The data:

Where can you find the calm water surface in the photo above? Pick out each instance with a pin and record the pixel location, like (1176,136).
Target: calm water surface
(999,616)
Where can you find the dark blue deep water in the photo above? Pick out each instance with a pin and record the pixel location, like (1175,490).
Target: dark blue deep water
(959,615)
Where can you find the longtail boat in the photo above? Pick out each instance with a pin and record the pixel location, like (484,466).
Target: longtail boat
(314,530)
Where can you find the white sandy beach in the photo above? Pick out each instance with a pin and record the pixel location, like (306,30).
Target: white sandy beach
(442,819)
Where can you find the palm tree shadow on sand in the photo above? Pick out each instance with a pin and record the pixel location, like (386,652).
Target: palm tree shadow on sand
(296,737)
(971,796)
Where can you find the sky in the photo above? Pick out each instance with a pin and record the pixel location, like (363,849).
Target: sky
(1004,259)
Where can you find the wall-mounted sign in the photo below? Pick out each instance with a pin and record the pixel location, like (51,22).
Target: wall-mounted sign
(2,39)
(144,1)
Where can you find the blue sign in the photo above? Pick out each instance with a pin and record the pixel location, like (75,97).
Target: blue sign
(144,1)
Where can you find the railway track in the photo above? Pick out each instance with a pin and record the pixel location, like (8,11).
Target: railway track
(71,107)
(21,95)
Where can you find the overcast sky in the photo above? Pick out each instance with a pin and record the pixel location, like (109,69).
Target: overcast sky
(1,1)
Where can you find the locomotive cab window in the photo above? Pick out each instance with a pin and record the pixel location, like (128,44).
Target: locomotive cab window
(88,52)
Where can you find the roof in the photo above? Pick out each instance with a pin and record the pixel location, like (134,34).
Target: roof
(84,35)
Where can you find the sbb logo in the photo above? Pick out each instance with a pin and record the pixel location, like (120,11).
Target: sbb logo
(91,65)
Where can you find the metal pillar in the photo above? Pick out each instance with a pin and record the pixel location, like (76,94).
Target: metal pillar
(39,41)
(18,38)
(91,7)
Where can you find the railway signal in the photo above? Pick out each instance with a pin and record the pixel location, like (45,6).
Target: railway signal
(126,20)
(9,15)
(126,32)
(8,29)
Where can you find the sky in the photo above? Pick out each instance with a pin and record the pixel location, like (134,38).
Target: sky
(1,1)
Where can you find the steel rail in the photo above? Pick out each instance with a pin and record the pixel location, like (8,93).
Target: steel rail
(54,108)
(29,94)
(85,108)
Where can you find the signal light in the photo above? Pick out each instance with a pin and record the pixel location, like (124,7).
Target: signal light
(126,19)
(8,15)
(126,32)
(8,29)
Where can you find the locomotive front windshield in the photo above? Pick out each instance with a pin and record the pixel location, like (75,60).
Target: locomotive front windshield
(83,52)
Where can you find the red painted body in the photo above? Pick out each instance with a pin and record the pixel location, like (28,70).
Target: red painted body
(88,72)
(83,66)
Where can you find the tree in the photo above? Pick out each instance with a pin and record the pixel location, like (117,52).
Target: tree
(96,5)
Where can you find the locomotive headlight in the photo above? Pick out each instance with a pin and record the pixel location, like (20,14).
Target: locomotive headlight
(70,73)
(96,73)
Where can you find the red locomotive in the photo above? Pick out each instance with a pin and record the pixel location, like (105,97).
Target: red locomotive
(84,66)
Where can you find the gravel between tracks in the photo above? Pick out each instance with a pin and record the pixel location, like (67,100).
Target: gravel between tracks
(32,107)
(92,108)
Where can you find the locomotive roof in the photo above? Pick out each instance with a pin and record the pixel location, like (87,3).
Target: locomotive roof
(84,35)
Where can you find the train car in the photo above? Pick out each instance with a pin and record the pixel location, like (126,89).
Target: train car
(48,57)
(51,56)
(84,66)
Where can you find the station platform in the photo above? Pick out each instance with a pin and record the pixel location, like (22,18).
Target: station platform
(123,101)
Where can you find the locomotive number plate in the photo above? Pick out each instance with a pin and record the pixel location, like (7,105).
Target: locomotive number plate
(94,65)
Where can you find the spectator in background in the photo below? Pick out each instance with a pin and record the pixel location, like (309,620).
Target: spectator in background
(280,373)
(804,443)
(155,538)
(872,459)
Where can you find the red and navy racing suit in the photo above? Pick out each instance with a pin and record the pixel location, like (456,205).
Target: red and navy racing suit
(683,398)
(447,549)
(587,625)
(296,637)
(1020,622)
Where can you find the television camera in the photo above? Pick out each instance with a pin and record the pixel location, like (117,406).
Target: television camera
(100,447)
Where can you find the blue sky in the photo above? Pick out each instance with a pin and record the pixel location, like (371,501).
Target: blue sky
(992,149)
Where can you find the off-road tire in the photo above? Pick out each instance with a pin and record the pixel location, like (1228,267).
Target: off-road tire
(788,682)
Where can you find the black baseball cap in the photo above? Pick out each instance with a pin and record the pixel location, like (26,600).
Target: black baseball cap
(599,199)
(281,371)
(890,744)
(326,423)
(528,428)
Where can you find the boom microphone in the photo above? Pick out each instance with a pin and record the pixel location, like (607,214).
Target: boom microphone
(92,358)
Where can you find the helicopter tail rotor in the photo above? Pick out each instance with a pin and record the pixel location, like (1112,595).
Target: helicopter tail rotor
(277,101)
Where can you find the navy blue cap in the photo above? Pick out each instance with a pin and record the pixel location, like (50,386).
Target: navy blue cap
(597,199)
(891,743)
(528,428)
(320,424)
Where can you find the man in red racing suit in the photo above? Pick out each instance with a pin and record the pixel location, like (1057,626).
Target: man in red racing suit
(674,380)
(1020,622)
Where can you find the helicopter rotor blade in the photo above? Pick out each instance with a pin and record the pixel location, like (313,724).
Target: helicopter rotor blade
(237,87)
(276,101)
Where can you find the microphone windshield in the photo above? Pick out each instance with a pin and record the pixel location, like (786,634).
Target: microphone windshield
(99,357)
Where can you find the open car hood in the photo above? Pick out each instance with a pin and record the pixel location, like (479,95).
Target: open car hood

Task goal:
Output every entry shown above, exactly.

Answer:
Where can you find the calm water surface in the photo above? Pick out each instance with a pin and record the pixel location, like (1176,136).
Target: calm water surface
(999,616)
Where can you find the dark blue deep water in the photo above? Pick out each instance with a pin and record the pixel location, like (1175,490).
Target: dark blue deep water
(959,615)
Where can you find the longtail boat in the photo above? Pick out each instance with a pin and record the pixel location, like (484,466).
Target: longtail boat
(314,530)
Where can you find the white sandy beach in the photo above? Pick out each instance with a pin and record the pixel location, like (306,30).
Target: white sandy beach
(442,819)
Where can you find the palm tree shadow on sand in the photo above? Pick out each instance with a pin and record the pixel location, like (386,652).
Target: palm tree shadow on sand
(296,737)
(971,796)
Where can you find the sky in the photo above? Pick out each instance with a pin and record the pixel location, like (363,849).
Target: sky
(1004,259)
Where can you find the wall-mounted sign in the photo below? Pick out each instance with a pin and record the pixel location, like (51,22).
Target: wall-mounted sign
(2,39)
(144,1)
Where can you find the blue sign in the photo above? Pick out each instance with a pin and record the pixel location, like (75,97).
Target: blue sign
(144,1)
Where can you find the railway track in the photo above? Pick out each instance with a pin and record the pixel location, like (8,11).
Target: railway track
(71,107)
(21,95)
Where can you find the overcast sky in the photo above? Pick out each instance with a pin and record the pixel location, like (109,69).
Target: overcast sky
(1,1)
Where can you find the locomotive cab window in the photo above? Pick out each instance with a pin and record the pixel location, like (128,44).
Target: locomotive cab window
(88,52)
Where can you find the roof in the photo above? Pick out each instance with a pin and record the pixel location, like (134,34).
Target: roof
(84,35)
Where can you find the sbb logo in the photo above? Pick out each instance with a pin and record the pixel location, like (120,11).
Target: sbb logo
(91,65)
Where can you find the metal pillar in the photo above? Pick out each instance with a pin and record the pixel location, like (76,94).
Target: metal pillar
(39,41)
(18,38)
(91,7)
Where can you find the railway signal in the photo above? Pick out each instance with a pin and record the pixel location, like (45,6).
Target: railway signal
(126,20)
(9,15)
(126,32)
(8,29)
Where can you find the sky in the photo above? Pick out each instance with a pin and record the pixel location, like (134,38).
Target: sky
(1,1)
Where can you find the steel rail in the photo above? Pick out each instance with a pin and record the pixel location, like (8,93).
Target: steel rail
(54,108)
(29,94)
(85,108)
Where can you find the signal light in the photo above? Pick out each instance with a pin and record the pixel location, like (124,7).
Target: signal light
(126,19)
(8,15)
(126,32)
(8,29)
Where can you find the locomotive front windshield in the photo above? Pick out each instance with a pin and record the pixel location, like (75,60).
Target: locomotive front windshield
(83,52)
Where can you find the red painted body in the photo above? Pick out each instance with a pin and record the pixel location, like (28,70).
Target: red painted body
(88,72)
(83,66)
Where can you find the tree in the photo above? Pick out each instance with a pin and record the pixel location, like (117,52).
Target: tree
(96,5)
Where can you find the locomotive headlight in the photo above? Pick out each instance with a pin and record the pixel location, like (20,14).
Target: locomotive headlight
(70,73)
(96,73)
Where can you find the red locomotive in the photo above? Pick out each instance with a pin and record the pixel location, like (105,97).
Target: red locomotive
(84,66)
Where can you find the gravel between tracks in the photo above? Pick out each instance with a pin and record the pixel location, like (67,100).
Target: gravel between tracks
(32,107)
(92,108)
Where can you find the locomotive roof in the photo above? Pick out each instance with a pin and record the pixel location, like (87,3).
Target: locomotive roof
(84,35)
Where can you find the train car in the photo above? Pick out each instance with a pin and record the pixel location, like (126,89).
Target: train car
(48,57)
(51,56)
(84,66)
Where can you find the station platform in the photo above? Pick out each instance with a pin and record the pixel location, like (22,18).
Target: station platform
(123,101)
Where can you find the locomotive number plate in the photo above? Pick out each instance with a pin and record the pixel location, like (7,105).
Target: locomotive number plate
(94,65)
Where can you find the spectator in background in the photo below? Pick out each instance with a pin and record the pixel location, like (309,620).
Target: spectator in background
(280,373)
(804,443)
(155,538)
(872,459)
Where can you find the red and navy racing suit in the photo above? Pick out each instance with a pin and record the pixel location, like (456,205).
Target: red and navy racing suit
(683,398)
(447,549)
(587,625)
(296,637)
(1020,622)
Where can you find the television camera in the photo above? Pick out each instance with a pin and record the pixel location, like (117,406).
Target: television camera
(100,447)
Where can you find the blue sky in the photo above? Pick out each instance with a pin and record the pixel location, like (371,501).
Target: blue sky
(992,149)
Where can you find the off-road tire in the photo above? Pick out each instance with a pin and record the pixel location, like (1228,267).
Target: off-road tire
(788,682)
Where can you find the black baseball cap in the photo above? Pick out each instance with a pin and record the pixel location, like (26,600).
Target: black baseball cap
(599,199)
(281,371)
(890,744)
(326,423)
(528,428)
Where can you find the boom microphone in the photo above? Pick out each instance with a pin and record the pixel location, like (607,214).
Target: boom microphone
(92,358)
Where can you find the helicopter tail rotor in the photo above? Pick out each instance with a pin and record the pixel location, like (1112,595).
Target: helicopter tail rotor
(277,101)
Where can you find the navy blue cap in the photo above? Pick out each instance with a pin and record the pixel location, like (50,386).
Target: navy blue cap
(597,199)
(891,743)
(528,428)
(320,424)
Where can you find the man in red racing suit in the photo above? Pick out each instance with a pin and record the pixel location, like (1057,626).
Target: man in red racing suit
(674,380)
(1020,622)
Where can you find the helicopter rotor blade in the photo above? Pick out each instance with a pin and record the pixel location, like (313,724).
Target: helicopter rotor blade
(237,87)
(276,101)
Where can you find the microphone windshield in the photo above? Pick out each instance with a pin and record the pixel location, like (786,634).
Target: microphone windshield
(99,357)
Where can you find the open car hood in the photo above? Pick out each instance with a pin and record the pixel location, like (479,95).
Target: open car hood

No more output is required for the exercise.